--- What you have to do ---
Quote the following material word for word, keeping every line.

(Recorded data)
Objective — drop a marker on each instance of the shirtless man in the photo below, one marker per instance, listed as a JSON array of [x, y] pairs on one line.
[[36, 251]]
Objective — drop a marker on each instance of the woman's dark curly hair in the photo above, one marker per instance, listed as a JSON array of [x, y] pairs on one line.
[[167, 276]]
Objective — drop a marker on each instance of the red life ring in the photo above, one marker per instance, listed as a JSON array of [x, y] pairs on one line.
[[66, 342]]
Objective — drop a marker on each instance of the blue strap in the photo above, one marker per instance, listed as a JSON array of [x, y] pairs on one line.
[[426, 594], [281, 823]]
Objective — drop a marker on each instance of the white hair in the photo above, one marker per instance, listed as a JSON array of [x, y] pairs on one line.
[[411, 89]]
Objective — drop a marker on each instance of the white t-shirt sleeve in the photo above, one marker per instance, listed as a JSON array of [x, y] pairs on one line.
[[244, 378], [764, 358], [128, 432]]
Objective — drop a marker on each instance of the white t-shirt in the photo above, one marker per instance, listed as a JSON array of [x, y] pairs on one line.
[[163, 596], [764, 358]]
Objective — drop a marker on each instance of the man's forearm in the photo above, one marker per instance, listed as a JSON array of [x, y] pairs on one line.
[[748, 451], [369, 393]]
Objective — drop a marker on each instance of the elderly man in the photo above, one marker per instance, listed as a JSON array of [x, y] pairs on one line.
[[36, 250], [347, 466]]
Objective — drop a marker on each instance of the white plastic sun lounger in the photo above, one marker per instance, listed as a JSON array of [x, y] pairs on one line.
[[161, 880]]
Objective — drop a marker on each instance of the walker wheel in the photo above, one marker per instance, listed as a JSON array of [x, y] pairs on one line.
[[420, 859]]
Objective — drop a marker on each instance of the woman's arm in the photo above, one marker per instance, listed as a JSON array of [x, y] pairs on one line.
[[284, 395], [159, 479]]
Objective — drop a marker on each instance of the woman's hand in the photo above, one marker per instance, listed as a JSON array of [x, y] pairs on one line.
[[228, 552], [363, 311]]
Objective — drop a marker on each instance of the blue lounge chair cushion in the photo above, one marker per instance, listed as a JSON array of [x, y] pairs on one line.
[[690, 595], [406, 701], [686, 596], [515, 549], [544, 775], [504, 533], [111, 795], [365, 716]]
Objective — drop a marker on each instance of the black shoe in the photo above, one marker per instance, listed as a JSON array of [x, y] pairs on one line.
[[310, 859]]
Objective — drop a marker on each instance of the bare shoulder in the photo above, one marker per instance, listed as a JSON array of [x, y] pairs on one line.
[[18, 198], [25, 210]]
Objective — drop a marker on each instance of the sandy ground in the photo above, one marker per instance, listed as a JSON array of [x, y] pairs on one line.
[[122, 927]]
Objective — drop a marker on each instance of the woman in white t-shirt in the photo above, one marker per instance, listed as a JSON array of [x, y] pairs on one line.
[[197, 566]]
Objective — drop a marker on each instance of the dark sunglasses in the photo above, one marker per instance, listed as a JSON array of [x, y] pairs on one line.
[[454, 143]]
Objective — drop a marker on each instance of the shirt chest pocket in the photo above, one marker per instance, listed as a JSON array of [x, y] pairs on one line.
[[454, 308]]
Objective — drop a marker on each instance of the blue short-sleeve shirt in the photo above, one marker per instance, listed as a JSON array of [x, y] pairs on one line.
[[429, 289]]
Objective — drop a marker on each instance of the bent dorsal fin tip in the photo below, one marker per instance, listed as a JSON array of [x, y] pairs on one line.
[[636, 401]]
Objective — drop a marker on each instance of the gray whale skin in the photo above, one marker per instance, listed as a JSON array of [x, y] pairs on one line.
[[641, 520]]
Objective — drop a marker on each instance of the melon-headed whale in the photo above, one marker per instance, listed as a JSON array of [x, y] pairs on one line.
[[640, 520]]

--- Exercise output ---
Objective — drop a marker on each instance of the shirtless man in the photo below, one marker per instance, listed as a JSON array of [x, y] pairs on one line.
[[36, 251]]
Objective — drop a marker on each instance of the woman's dark curly hair in the photo above, one marker per instance, listed as a JSON array of [x, y] pairs on one line.
[[167, 276]]
Objective — drop a marker on each instance of the red life ring in the photo above, one marker per instance, listed as a JSON array of [x, y] pairs on one line.
[[66, 342]]
Objective — drop a marker on each instance of the blue strap in the photo above, one marker per instance, listed as a JSON array of [x, y] pairs on one line.
[[426, 594], [281, 823]]
Objective — drop a marker on each instance of the white hair in the photo above, one marker per instance, listed as a JSON array of [x, y] pairs on one line.
[[411, 89]]
Objective — drop a marker on each instance of the white t-shirt sleeve in the photo above, one marker per instance, listed as a JSON array of [x, y] pairs on one line.
[[244, 378], [764, 358], [128, 432]]
Objective — drop a marker on each instance of the white t-shirt in the photo above, one marker per instance, listed as a JSON array of [x, y] pairs on one line.
[[163, 596], [764, 358]]
Objective — drop a marker on each instance of the man's forearm in the photo above, one marker per instance, listed as a JSON array of [x, y] pairs on one line.
[[748, 451], [369, 393]]
Objective — drop a marker on each instance of the elderly man in the photo above, one marker per instance, listed as a JSON array of [x, y] pairs on one line.
[[36, 250], [347, 466]]
Objective — drop a marker on each instance of the white plastic sun lounger in the photo above, one marker per instance, listed as a JSON array of [x, y] pairs on one line.
[[161, 880]]
Objective — drop a marker on each instance of the walker wheel in the photo above, one marker per instance, listed as a JSON array of [x, y] pairs on one line.
[[420, 859]]
Objective — drop a marker on each instance of the woman's arm in the photo above, one marker per instance, listed as a JSON array of [x, y] pairs on one line.
[[284, 395], [159, 479]]
Objective — drop a marker on each instance of the woman's hand in the photo above, one marker per instance, listed as a JSON array of [x, y] pairs on one line.
[[228, 552], [363, 311]]
Objective — drop a marker on each instance of the blue lounge chair cushion in the photo above, one marker per instance, listed as a JSON array of [x, y] pairs on one line.
[[690, 595], [406, 701], [686, 596], [515, 549], [544, 775], [504, 533], [111, 795], [365, 716]]
Objective — drop a marker on each instance of the black shoe in the photo above, one marker per instance, listed as a JSON array of [x, y] pairs on one line.
[[310, 859]]
Objective — drop a marker on each instance of the bare shoulder in the photo above, one marker per instance, listed as a JSON array of [x, y] pairs on one line.
[[18, 198], [25, 210]]
Objective — drop a marker on each instance of the sandy ground in the photo above, one marker per instance, listed as a JSON array of [x, y] pairs on one line.
[[122, 927]]
Objective — drop a marker on each instance of the woman in white t-shirt in the photo above, one marker per instance, listed as a JSON array of [x, y] pairs on one line.
[[197, 566]]
Objective — drop a marker on each instance of the dark sunglasses in the photo above, one marker per instance, listed as a JSON array of [x, y] pairs on one line.
[[454, 143]]
Objective — drop a marker on each instance of the shirt chest pocket in the photo above, one marker per instance, listed as a JSON array of [x, y] pairs on one line.
[[454, 308]]
Objective — drop a marker on each instance of the blue short-sleeve shirt in the photo above, one marker per instance, listed as a JSON array of [x, y] pairs on one line.
[[429, 289]]
Objective — drop a marker on each instance of the bent dorsal fin tip in the photo below, one marker per instance, listed as a JSON array of [x, y] pairs on one line.
[[636, 401]]
Objective — drop a marker on each instance of the gray whale skin in the photo above, one marker per instance, listed as a JSON array of [x, y] pairs on one line.
[[641, 520]]
Objective — drop a marker on each instance of the melon-headed whale in the photo above, one marker per instance, listed as a JSON array of [x, y] pairs on one line.
[[640, 520]]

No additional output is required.